● **WHAT YOU HAVE TO DO**
Using the line that contains "green dome -> mask for every instance" as the first line and the last line of the data as the final one, give every line in that range again exactly.

Collected data
---+---

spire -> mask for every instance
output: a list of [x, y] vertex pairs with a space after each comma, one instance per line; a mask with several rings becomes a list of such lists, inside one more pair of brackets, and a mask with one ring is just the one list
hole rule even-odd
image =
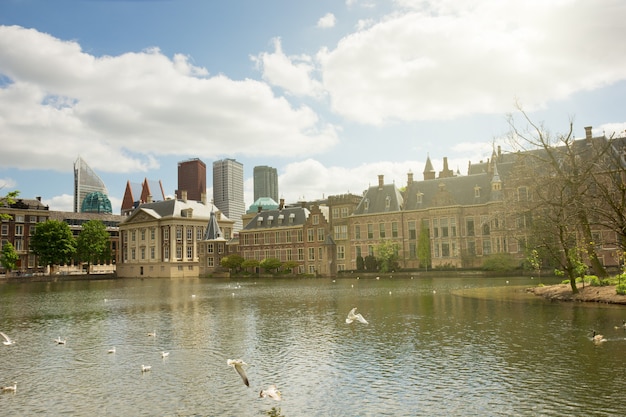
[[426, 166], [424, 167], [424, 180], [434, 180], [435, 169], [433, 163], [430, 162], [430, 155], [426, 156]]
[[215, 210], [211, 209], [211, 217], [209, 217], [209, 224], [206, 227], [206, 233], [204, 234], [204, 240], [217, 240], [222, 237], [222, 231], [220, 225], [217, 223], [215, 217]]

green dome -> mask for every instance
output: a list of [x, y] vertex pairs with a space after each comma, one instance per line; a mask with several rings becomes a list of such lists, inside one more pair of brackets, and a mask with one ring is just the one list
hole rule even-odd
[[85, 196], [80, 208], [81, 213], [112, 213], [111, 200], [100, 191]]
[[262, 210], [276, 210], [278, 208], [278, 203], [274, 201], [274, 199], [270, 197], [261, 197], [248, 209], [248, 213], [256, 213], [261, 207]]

---+---

● **WRITTEN REPLY**
green dome -> mask for every instance
output: a list of [x, y] vertex pairs with a space after each comma, one instance per line; a mask with several rings becomes a list of such lists, inside one more pair of brackets, and a mask with one ring is just the one list
hole rule even-odd
[[85, 196], [80, 208], [81, 213], [112, 213], [111, 200], [100, 191]]
[[262, 210], [276, 210], [278, 208], [278, 203], [274, 201], [274, 199], [270, 197], [261, 197], [248, 209], [248, 213], [256, 213], [261, 207]]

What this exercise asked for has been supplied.